In early 2013 my husband noted a twitch in his right/dominant hand ring finger while working on his computer when the right mouse button would click unintentionally. This became a little more frequent and seemed to quickly develop into a unilateral and then bilateral tremor. We went to see the GP and said it was likely essential tremor. We weren't satisfied so we went on to see a neurologist. He said concurred and gave a prescription of propanolol when needed. Two days after this appointment, my husband and I played table tennis one night and the following morning he woke up complaining of excruciating pain in a diamond-shaped pattern on his upper arm/shoulder area and similar shaped pain on the top muscle of his forearm (below the elbow). He took pain medication for a few days and then finally after seeing no relief, he went back to the GP. He prescribed PT 3x/week for 3 weeks. During the second week of PT, his pain completely went away and he started experiencing muscle weakness and atrophy in his thumb and his wrist started to drop. The GP ordered a MRI. MRI showed bulging disc at C5-C6 and recommended follow-up with neurologist. Went back to the neurologist and showed him the MRI. He did EMG and NCS. EMG noted moderate ulnar neuropathy and R C5 radiculopathy. He then referred to a neurosurgeon/specialist. The neurosurgeon gave no credence to the EMG report, reviewed the MRI and did a physical exam and said there's something else going on and that "the findings didn't add up." He recommended going to a neuromuscular specialist to get a comprehensive upper extremity EMG. Went to see the neuromuscular specialist who started off doing NCS and then did EMG of all extremities. He reported widespread neurogenic disorder preferentially affecting motor fibers. We were then referred to see a sub-specialist. After consulting with a specialist at both George Washington University Hospital and Johns Hopkins, we've happily landed our decision with the terrific doctor at Hopkins in January of this year.
After an exhaustive consultation, EMG/NCS, spinal tap, countless blood tests, MRIs and further consult with hematologist (@ Hopkins), all signs are leading to MMN. In March, my husband had his loading dose of IVIg 60g/day for 5 days. We believe he developed hemolytic anemia after this treatment but due to timing of blood tests could not confirm it. He was then started on a 2-day infusion every 3 weeks of 75g/day in early May. He's now completed 3 mos of that treatment and the doctor is now changing his frequency to every 2 weeks.

◆ ◆ ◆

> **The problem**
Copy the part of the passage about the MMN diagnosis starting with "After an exhaustive" and going on through "every 2 weeks.".

> **Extracted records**
◆ ◆ ◆

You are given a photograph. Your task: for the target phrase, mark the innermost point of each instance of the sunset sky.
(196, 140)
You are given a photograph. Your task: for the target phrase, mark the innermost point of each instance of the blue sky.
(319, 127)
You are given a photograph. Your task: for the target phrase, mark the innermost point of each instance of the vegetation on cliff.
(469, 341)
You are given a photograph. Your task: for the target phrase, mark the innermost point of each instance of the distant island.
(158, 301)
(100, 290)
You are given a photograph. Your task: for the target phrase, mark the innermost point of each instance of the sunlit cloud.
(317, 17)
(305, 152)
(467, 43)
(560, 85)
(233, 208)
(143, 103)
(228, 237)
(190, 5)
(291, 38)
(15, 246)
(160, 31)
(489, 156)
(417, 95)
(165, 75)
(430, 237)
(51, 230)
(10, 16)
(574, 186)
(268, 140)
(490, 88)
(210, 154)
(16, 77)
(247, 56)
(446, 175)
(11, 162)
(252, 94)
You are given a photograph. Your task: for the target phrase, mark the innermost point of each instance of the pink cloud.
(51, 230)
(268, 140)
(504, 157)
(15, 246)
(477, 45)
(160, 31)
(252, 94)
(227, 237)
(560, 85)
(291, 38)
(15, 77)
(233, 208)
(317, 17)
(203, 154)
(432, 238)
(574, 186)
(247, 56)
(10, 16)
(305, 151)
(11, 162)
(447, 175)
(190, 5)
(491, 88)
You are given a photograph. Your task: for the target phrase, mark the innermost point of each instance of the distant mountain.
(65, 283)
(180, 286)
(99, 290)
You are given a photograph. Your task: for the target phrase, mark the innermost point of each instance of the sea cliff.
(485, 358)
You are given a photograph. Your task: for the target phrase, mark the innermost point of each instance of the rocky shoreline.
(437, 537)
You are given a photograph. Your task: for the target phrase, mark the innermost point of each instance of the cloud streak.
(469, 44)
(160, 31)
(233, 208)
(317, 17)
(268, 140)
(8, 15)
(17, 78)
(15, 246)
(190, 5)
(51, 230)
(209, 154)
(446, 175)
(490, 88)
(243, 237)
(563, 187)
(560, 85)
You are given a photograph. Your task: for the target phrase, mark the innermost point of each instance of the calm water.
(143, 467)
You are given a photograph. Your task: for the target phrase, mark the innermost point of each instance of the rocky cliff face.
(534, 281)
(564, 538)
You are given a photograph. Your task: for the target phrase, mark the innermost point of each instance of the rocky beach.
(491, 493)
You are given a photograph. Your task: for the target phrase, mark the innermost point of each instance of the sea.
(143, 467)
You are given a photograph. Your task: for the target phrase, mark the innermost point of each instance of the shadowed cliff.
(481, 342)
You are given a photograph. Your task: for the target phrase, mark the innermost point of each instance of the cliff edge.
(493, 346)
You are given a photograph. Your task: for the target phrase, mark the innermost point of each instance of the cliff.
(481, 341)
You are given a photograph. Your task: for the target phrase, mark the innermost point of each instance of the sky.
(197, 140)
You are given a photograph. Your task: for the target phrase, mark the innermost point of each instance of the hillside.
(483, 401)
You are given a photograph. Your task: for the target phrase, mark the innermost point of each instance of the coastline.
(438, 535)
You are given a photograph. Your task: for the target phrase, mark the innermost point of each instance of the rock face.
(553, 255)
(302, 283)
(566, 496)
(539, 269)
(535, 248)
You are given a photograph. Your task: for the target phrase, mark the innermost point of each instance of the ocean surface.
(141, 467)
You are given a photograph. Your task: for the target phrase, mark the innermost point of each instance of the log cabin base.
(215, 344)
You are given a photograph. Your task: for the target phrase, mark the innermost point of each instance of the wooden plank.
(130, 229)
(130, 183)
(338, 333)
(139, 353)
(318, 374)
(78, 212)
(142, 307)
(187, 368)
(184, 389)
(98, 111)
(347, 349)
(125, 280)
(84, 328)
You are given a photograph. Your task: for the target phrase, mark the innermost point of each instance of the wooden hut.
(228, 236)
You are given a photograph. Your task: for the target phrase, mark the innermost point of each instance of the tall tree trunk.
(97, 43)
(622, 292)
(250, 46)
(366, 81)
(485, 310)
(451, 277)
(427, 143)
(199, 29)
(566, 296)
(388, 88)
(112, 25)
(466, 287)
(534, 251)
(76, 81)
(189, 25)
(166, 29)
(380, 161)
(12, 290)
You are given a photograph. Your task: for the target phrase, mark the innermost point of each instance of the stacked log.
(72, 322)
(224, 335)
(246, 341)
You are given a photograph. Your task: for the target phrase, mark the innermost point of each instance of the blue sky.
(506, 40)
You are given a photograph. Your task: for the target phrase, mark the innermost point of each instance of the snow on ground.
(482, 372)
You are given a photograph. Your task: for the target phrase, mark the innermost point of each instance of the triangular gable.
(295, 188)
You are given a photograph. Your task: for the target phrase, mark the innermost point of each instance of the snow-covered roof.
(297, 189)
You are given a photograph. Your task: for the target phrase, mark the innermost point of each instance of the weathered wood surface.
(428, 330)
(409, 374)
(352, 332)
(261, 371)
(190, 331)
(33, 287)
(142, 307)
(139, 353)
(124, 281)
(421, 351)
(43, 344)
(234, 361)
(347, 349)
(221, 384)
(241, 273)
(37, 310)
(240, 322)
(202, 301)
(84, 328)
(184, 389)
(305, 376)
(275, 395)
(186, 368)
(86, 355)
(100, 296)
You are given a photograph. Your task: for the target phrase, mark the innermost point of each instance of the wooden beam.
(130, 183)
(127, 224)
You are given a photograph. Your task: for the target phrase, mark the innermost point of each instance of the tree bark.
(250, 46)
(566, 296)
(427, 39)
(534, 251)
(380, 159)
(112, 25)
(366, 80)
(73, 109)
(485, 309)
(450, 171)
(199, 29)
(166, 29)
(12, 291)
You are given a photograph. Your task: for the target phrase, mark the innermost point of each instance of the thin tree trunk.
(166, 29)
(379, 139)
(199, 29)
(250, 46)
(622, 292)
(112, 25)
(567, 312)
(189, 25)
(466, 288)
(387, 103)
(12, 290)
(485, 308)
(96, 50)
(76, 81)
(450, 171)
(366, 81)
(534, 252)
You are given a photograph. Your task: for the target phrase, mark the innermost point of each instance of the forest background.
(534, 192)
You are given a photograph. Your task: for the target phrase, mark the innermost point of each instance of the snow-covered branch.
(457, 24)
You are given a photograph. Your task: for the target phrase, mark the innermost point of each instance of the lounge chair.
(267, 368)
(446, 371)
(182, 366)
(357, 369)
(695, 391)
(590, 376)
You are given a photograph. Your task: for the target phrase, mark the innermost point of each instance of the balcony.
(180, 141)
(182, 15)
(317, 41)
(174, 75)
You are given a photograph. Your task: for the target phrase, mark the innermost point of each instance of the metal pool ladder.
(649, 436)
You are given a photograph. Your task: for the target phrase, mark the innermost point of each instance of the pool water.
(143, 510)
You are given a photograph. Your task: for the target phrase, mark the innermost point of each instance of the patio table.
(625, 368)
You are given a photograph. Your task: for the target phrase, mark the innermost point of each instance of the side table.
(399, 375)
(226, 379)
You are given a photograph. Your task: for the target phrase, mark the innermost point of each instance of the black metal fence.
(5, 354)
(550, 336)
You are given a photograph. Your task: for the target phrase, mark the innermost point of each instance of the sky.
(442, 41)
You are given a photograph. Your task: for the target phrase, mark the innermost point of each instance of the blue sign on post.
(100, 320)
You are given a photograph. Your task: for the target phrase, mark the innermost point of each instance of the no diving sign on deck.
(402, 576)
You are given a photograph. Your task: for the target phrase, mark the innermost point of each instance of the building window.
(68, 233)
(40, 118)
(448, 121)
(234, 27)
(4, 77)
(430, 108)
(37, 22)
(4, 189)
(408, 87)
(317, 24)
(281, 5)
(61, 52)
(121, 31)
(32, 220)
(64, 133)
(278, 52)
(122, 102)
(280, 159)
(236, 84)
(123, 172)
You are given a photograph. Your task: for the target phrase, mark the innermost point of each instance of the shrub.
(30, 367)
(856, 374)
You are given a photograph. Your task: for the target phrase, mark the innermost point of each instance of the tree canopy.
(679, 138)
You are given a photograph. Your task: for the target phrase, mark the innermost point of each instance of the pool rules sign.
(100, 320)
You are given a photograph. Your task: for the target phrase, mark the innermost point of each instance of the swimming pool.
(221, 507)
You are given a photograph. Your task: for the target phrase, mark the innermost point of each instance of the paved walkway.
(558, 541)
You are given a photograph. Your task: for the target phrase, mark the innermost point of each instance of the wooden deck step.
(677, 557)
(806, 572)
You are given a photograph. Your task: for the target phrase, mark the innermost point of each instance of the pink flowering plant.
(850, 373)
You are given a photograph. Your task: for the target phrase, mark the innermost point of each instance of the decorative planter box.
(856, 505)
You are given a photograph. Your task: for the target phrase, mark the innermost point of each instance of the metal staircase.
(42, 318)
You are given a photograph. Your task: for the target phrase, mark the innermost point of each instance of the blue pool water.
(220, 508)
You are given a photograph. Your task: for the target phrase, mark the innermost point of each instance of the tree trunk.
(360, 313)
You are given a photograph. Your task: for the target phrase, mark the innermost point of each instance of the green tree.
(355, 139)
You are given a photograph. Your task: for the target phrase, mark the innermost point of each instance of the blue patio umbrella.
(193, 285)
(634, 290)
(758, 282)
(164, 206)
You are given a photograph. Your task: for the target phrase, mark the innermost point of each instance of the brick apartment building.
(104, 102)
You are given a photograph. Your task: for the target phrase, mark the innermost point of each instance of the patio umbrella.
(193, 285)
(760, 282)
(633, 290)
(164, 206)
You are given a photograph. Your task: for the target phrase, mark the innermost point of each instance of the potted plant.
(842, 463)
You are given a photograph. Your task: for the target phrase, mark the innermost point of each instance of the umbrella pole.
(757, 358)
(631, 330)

◆ ◆ ◆

> **Result of the task**
After an exhaustive consultation, EMG/NCS, spinal tap, countless blood tests, MRIs and further consult with hematologist (@ Hopkins), all signs are leading to MMN. In March, my husband had his loading dose of IVIg 60g/day for 5 days. We believe he developed hemolytic anemia after this treatment but due to timing of blood tests could not confirm it. He was then started on a 2-day infusion every 3 weeks of 75g/day in early May. He's now completed 3 mos of that treatment and the doctor is now changing his frequency to every 2 weeks.